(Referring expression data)
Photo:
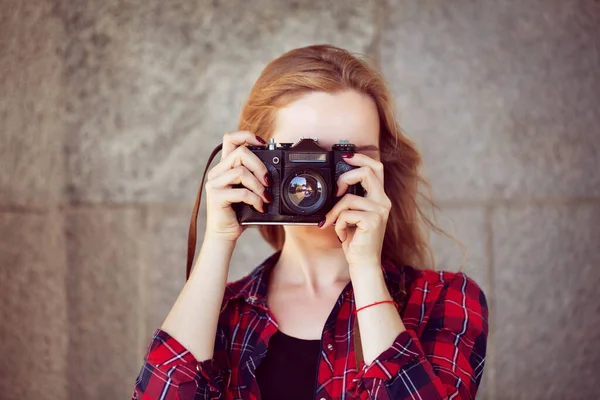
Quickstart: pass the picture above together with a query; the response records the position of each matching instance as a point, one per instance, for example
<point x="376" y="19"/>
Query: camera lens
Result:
<point x="305" y="192"/>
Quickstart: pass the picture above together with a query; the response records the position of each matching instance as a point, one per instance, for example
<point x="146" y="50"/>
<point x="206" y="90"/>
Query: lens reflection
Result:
<point x="305" y="190"/>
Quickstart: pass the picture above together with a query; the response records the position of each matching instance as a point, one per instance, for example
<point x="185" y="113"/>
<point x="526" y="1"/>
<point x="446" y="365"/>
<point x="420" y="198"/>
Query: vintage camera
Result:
<point x="304" y="177"/>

◆ PROMPT ◆
Locate the word "camera" in the records above, and return each line that has it.

◆ SOLUTION FOR THIS TASK ◆
Query: camera lens
Query: vintage camera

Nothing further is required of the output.